● Written request:
Restate, word for word, all of the material shown below.

A block of data:
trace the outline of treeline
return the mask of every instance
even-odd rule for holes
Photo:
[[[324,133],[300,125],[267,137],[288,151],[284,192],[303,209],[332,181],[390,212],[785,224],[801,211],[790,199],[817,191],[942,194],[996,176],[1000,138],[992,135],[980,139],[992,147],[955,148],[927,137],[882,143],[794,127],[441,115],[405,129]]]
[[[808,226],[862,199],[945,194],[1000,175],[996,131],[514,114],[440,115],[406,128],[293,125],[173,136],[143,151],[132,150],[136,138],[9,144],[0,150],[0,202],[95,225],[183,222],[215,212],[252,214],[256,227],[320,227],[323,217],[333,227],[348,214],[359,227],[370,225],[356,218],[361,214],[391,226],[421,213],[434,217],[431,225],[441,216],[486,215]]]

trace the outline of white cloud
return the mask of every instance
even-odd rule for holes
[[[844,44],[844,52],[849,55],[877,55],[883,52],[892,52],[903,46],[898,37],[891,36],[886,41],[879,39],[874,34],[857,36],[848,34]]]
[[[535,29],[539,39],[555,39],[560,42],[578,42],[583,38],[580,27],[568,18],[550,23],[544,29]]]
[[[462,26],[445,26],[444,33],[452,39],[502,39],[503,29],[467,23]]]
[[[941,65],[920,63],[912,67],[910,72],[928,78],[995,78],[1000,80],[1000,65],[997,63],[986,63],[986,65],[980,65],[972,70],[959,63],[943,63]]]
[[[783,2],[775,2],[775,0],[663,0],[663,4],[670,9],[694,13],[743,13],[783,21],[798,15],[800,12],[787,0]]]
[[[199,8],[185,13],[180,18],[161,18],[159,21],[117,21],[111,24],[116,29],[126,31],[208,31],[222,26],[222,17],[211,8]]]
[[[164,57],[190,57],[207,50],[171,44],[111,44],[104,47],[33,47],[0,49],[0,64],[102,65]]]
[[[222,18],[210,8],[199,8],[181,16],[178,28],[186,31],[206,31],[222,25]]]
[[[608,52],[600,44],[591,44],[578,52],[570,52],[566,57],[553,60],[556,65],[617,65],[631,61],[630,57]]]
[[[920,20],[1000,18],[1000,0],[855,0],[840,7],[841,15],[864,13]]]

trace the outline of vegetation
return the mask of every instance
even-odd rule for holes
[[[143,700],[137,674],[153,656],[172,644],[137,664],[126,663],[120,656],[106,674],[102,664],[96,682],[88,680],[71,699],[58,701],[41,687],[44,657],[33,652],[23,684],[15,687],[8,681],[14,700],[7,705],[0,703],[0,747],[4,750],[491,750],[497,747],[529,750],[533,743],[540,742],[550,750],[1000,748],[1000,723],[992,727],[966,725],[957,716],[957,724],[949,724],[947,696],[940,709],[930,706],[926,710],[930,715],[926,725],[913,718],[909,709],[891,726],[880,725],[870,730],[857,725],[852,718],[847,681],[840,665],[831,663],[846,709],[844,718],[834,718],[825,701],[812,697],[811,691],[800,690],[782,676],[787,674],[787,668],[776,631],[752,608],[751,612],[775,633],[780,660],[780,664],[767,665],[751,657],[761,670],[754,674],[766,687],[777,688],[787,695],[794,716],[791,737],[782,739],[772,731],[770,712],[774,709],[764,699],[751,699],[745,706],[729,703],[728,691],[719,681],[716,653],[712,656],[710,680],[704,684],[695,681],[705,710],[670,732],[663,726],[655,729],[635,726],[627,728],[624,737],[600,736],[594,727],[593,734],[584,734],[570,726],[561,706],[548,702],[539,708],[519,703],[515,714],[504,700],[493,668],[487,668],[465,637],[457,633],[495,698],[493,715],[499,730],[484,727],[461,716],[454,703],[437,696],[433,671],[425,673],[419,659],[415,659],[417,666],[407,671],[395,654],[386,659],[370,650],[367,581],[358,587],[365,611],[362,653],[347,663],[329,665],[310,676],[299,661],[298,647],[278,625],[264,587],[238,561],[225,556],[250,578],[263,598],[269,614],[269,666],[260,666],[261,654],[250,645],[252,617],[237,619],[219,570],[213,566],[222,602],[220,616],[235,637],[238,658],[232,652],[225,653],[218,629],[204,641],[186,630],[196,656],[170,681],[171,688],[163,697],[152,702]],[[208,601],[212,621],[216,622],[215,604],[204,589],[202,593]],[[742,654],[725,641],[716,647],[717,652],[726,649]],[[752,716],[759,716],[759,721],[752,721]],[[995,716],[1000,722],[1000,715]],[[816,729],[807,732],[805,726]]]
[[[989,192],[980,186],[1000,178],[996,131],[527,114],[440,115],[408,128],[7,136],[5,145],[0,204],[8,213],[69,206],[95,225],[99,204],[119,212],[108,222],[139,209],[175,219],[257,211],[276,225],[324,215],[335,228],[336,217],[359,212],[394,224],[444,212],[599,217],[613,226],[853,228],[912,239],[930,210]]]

● Reply to the task:
trace the outline of treeline
return the mask of every instance
even-odd rule for holes
Photo:
[[[324,133],[300,125],[267,137],[288,151],[284,192],[303,209],[332,181],[390,212],[785,224],[801,211],[790,199],[817,191],[942,194],[996,176],[1000,138],[992,135],[980,139],[992,147],[955,148],[927,137],[882,143],[794,127],[441,115],[405,129]]]
[[[808,226],[862,199],[945,194],[1000,175],[996,131],[514,114],[440,115],[406,128],[293,125],[173,136],[143,151],[132,150],[136,138],[9,144],[0,150],[0,202],[95,225],[183,222],[215,212],[252,214],[256,227],[320,227],[323,217],[333,227],[348,214],[359,227],[370,225],[356,218],[361,214],[391,226],[421,213],[434,217],[431,225],[441,216],[486,215]]]

trace the outline of white cloud
return the mask of every instance
even-odd rule for holes
[[[844,44],[844,52],[849,55],[877,55],[883,52],[892,52],[903,46],[898,37],[891,36],[886,41],[879,39],[874,34],[857,36],[848,34]]]
[[[535,29],[539,39],[555,39],[560,42],[578,42],[583,38],[580,27],[568,18],[550,23],[544,29]]]
[[[462,26],[445,26],[444,33],[452,39],[502,39],[503,29],[467,23]]]
[[[941,65],[920,63],[912,67],[910,72],[928,78],[995,78],[1000,80],[1000,65],[997,63],[986,63],[986,65],[980,65],[972,70],[959,63],[943,63]]]
[[[783,2],[775,2],[775,0],[663,0],[663,4],[670,9],[694,13],[743,13],[783,21],[798,15],[800,12],[787,0]]]
[[[199,8],[185,13],[180,18],[161,18],[159,21],[117,21],[111,24],[116,29],[126,31],[208,31],[222,26],[222,17],[211,8]]]
[[[164,57],[190,57],[207,50],[171,44],[111,44],[104,47],[33,47],[0,49],[0,64],[102,65]]]
[[[222,18],[210,8],[199,8],[181,16],[178,28],[186,31],[206,31],[222,25]]]
[[[608,52],[600,44],[591,44],[578,52],[570,52],[566,57],[553,60],[556,65],[617,65],[631,61],[630,57]]]
[[[920,20],[1000,18],[1000,0],[855,0],[840,7],[841,15],[864,13]]]

trace the outline of vegetation
return the mask of every instance
even-odd rule for holes
[[[143,700],[137,674],[153,656],[172,644],[137,664],[126,663],[120,656],[106,674],[102,664],[96,682],[88,680],[71,699],[58,701],[41,687],[44,657],[33,652],[23,684],[15,687],[8,681],[14,700],[7,705],[0,703],[0,747],[4,750],[491,750],[497,747],[529,750],[533,743],[540,742],[550,750],[1000,748],[1000,723],[992,727],[966,725],[957,716],[957,724],[949,724],[947,696],[940,709],[930,706],[926,710],[930,715],[926,725],[913,718],[909,709],[891,726],[880,725],[870,730],[857,725],[852,718],[847,681],[840,665],[831,663],[846,709],[844,718],[834,718],[825,701],[812,697],[811,691],[800,690],[782,676],[787,674],[787,668],[776,631],[752,608],[751,612],[775,633],[780,660],[780,664],[767,665],[751,657],[761,670],[754,674],[766,687],[777,688],[787,695],[794,716],[791,737],[782,739],[772,731],[770,712],[774,709],[764,699],[751,699],[745,706],[729,703],[728,691],[719,681],[716,653],[712,656],[710,680],[704,684],[695,681],[705,710],[670,732],[663,726],[655,729],[635,726],[627,728],[624,737],[600,736],[594,727],[593,734],[584,734],[570,726],[561,706],[548,702],[539,708],[519,703],[515,714],[504,700],[493,668],[487,668],[465,637],[457,633],[495,698],[493,715],[499,730],[484,727],[461,716],[454,703],[437,696],[433,671],[425,673],[419,659],[415,659],[417,666],[407,671],[395,654],[386,659],[370,650],[367,581],[358,587],[365,611],[362,653],[347,663],[329,665],[310,676],[299,661],[298,647],[278,625],[264,587],[238,561],[225,556],[250,578],[263,598],[269,614],[269,666],[260,666],[261,654],[250,645],[252,617],[237,619],[219,570],[213,566],[222,602],[220,616],[235,637],[238,658],[232,652],[225,653],[218,629],[204,641],[186,630],[196,656],[170,681],[171,688],[163,697],[152,702]],[[208,601],[212,621],[216,622],[215,604],[204,589],[202,593]],[[742,654],[725,641],[716,647],[717,652],[726,649]],[[752,716],[759,716],[759,721],[752,721]],[[995,716],[1000,722],[1000,715]],[[816,729],[807,732],[805,726]]]
[[[989,192],[980,186],[1000,178],[996,131],[527,114],[440,115],[408,128],[7,136],[5,145],[0,204],[8,213],[69,206],[95,225],[99,204],[119,212],[108,222],[139,209],[175,219],[257,211],[276,225],[324,215],[335,228],[336,217],[359,212],[394,224],[444,212],[599,217],[613,226],[853,228],[912,239],[930,210]]]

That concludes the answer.